**WORK TASK**
From the dimensionality reduction article below, please extract word for word the passage starting at "1. Why high-dimensional" and ending at "variance, reconstruction quality)".

Series · ML Math Derivations · Chapter 17

ML Math Derivations (17): Dimensionality Reduction and PCA

High-dimensional spaces are hostile to distance-based learning. This article derives PCA from two equivalent angles (max variance and min reconstruction error), and extends to kernel PCA, LDA, t-SNE, and ICA -- with figures that show what each method actually does to the same data.

What This Article Covers

Feed a clustering algorithm $10{,}000$-dimensional data and it will most likely fail – not because the algorithm is broken, but because high-dimensional space is a hostile environment for distance-based learning. Volumes evaporate into thin shells, the ratio of nearest- to farthest-neighbour distances tends to $1$, and “closeness” stops carrying information. Dimensionality reduction is the response: project the data into a lower-dimensional space while keeping the structure that actually matters.

What you will learn:

  1. Why high-dimensional spaces behave counter-intuitively (the curse of dimensionality)
  2. PCA derived two equivalent ways: maximum variance and minimum reconstruction error
  3. How to choose $k$ in practice (scree plot, cumulative variance, reconstruction quality)

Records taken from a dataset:
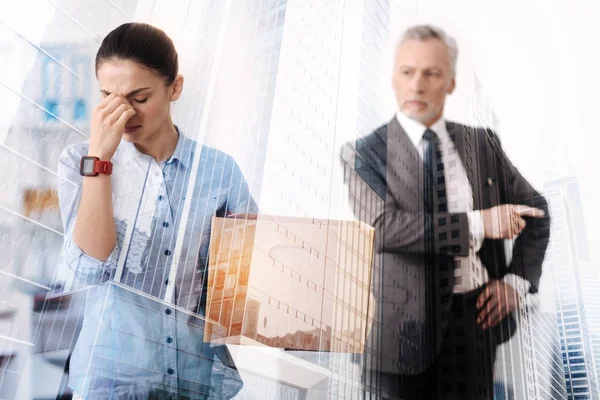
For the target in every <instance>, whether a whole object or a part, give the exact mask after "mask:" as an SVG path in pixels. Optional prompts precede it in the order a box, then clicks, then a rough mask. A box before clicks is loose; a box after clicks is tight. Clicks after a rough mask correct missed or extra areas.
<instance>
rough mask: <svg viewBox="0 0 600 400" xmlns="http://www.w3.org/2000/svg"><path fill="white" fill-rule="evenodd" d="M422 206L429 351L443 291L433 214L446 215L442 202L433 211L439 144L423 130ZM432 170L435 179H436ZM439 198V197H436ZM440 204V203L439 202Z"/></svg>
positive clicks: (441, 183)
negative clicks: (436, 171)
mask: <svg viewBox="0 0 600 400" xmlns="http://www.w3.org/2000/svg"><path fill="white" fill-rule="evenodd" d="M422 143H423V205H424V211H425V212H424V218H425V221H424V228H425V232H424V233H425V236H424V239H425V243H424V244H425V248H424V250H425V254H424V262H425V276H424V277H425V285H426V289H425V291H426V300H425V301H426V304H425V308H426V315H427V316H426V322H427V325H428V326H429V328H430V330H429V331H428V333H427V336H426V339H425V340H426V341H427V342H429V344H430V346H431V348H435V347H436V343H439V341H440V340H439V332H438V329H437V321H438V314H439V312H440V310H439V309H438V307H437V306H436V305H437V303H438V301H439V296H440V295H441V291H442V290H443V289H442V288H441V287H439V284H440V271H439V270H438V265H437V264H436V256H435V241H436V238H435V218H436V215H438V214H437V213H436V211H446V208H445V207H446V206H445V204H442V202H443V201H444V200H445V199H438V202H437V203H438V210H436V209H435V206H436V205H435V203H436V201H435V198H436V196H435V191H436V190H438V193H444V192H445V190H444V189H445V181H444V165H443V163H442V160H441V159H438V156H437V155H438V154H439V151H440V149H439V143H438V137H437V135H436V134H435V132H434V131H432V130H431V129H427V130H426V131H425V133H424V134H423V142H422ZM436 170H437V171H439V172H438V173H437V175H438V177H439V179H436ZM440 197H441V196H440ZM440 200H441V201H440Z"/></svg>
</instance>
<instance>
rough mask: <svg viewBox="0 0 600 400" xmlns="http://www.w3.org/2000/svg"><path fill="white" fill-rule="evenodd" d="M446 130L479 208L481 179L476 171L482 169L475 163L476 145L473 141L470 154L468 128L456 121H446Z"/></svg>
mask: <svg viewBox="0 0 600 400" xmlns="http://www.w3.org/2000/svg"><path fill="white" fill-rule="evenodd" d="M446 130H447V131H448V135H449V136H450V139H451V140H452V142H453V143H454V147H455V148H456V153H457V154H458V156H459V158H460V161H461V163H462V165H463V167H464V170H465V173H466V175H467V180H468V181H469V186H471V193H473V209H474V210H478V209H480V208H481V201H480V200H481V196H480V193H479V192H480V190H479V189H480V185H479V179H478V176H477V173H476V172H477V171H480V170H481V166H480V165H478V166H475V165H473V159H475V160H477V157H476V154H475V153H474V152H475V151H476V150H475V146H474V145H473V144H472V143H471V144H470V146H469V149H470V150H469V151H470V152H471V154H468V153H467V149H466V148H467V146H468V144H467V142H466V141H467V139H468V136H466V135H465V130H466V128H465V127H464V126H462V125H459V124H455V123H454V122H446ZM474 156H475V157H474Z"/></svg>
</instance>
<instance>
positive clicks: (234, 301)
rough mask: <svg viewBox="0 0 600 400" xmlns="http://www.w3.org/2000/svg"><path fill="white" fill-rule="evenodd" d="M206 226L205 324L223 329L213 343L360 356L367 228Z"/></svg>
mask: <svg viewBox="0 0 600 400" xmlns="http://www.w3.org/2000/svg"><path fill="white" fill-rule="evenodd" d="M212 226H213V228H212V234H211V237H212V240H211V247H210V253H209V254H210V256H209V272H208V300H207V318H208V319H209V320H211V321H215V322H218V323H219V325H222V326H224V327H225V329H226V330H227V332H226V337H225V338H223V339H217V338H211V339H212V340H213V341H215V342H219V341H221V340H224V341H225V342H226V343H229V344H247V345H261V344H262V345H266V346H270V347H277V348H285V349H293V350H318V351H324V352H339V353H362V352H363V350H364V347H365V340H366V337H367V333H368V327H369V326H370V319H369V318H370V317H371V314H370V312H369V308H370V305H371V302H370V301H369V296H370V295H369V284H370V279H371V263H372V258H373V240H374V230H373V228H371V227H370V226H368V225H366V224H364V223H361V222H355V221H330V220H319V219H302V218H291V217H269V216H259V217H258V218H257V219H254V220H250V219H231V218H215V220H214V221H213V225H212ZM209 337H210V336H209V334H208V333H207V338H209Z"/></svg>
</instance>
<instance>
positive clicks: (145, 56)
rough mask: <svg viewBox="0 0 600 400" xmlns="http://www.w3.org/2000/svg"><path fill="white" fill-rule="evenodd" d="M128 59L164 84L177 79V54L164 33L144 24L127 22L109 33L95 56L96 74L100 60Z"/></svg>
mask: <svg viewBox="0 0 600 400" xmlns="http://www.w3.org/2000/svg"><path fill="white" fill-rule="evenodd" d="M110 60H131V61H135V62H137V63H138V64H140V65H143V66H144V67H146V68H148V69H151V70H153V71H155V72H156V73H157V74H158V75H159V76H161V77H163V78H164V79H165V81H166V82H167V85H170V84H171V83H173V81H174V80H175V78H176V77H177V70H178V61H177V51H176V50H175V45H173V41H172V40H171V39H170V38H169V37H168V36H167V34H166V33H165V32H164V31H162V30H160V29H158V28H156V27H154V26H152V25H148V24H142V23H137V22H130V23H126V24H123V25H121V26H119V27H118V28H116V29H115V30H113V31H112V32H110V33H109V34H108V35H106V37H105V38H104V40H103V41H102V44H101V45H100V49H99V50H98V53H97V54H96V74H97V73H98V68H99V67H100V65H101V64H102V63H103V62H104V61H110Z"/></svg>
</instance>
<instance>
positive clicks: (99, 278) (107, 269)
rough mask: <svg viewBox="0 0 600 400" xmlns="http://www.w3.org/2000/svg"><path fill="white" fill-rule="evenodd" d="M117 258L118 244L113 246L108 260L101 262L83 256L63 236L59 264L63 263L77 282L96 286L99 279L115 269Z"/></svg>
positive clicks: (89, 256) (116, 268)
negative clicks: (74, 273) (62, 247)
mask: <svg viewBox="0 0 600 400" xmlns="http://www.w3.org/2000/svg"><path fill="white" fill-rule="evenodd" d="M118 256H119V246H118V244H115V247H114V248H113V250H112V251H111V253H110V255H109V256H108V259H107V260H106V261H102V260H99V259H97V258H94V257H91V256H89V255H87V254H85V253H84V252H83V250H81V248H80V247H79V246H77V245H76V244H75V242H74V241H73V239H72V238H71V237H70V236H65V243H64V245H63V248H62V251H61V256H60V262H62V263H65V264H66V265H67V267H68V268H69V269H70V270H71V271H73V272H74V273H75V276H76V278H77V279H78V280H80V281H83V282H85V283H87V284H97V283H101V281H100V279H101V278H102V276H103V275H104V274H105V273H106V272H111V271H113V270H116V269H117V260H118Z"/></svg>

---

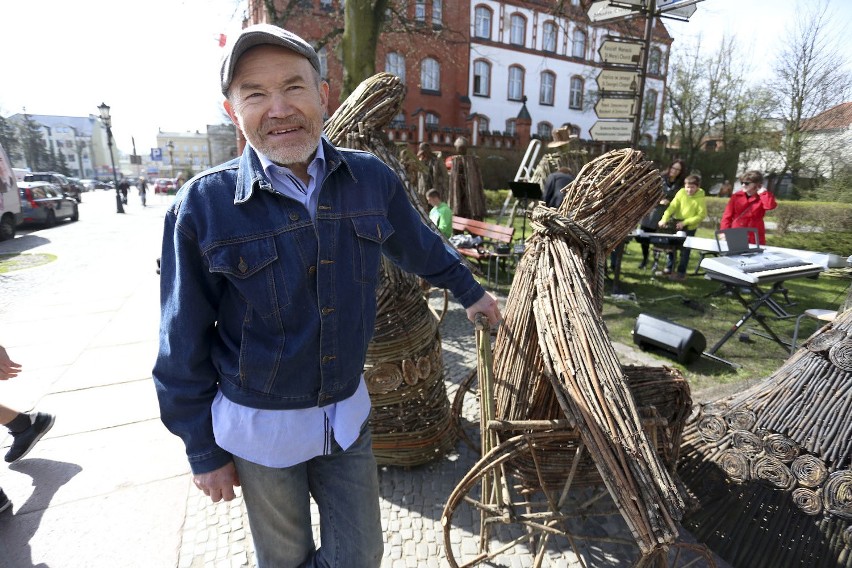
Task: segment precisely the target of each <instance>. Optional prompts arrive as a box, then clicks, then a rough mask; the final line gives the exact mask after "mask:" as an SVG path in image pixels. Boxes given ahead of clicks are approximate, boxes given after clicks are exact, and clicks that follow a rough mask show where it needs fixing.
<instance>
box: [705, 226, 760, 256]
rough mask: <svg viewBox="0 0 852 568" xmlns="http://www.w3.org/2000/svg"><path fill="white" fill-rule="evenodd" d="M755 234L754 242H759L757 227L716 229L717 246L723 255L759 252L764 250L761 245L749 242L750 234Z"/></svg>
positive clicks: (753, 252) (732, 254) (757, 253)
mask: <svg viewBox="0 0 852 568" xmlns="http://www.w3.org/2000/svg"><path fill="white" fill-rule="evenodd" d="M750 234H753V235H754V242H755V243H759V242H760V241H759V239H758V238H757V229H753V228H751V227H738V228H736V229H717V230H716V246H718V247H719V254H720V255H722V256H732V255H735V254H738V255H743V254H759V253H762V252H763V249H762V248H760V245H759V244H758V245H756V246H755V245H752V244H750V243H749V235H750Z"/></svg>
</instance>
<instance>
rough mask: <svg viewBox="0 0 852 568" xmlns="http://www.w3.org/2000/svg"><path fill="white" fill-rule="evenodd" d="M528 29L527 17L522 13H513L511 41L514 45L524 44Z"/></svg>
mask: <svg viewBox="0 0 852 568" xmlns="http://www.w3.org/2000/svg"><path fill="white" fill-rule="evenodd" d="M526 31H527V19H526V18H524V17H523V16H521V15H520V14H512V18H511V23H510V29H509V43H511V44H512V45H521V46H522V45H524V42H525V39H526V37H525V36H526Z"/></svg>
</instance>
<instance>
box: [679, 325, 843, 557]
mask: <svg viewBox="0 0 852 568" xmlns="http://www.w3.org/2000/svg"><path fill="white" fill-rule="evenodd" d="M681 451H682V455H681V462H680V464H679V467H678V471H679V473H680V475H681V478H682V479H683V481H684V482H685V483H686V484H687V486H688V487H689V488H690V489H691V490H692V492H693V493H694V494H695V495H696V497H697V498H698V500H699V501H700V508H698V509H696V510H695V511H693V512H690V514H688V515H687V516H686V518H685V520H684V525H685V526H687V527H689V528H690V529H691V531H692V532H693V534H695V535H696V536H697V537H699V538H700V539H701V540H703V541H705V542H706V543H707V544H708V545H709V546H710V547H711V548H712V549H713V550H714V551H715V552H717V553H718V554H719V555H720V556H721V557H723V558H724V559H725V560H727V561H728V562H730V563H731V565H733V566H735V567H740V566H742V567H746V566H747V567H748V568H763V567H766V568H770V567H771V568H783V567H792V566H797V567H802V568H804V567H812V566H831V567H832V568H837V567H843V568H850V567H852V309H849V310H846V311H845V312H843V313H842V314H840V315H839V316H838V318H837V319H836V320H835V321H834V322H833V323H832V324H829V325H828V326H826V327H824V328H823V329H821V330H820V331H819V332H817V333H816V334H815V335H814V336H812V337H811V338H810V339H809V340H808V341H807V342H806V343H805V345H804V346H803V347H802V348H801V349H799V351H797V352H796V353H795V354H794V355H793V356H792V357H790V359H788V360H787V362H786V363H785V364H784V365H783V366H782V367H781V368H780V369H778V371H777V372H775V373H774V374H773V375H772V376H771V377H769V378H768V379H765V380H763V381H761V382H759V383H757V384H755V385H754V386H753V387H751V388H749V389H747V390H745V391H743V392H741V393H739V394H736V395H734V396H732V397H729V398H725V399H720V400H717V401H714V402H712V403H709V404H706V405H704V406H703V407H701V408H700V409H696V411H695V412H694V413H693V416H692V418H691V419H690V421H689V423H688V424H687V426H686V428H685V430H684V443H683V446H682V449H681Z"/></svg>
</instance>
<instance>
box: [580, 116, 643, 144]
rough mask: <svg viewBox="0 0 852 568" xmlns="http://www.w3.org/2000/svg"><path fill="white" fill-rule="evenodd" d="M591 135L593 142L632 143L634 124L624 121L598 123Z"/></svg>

**RESPONSE**
1. Why high-dimensional spaces behave counter-intuitively (the curse of dimensionality)
  2. PCA derived two equivalent ways: maximum variance and minimum reconstruction error
  3. How to choose $k$ in practice (scree plot, cumulative variance, reconstruction quality)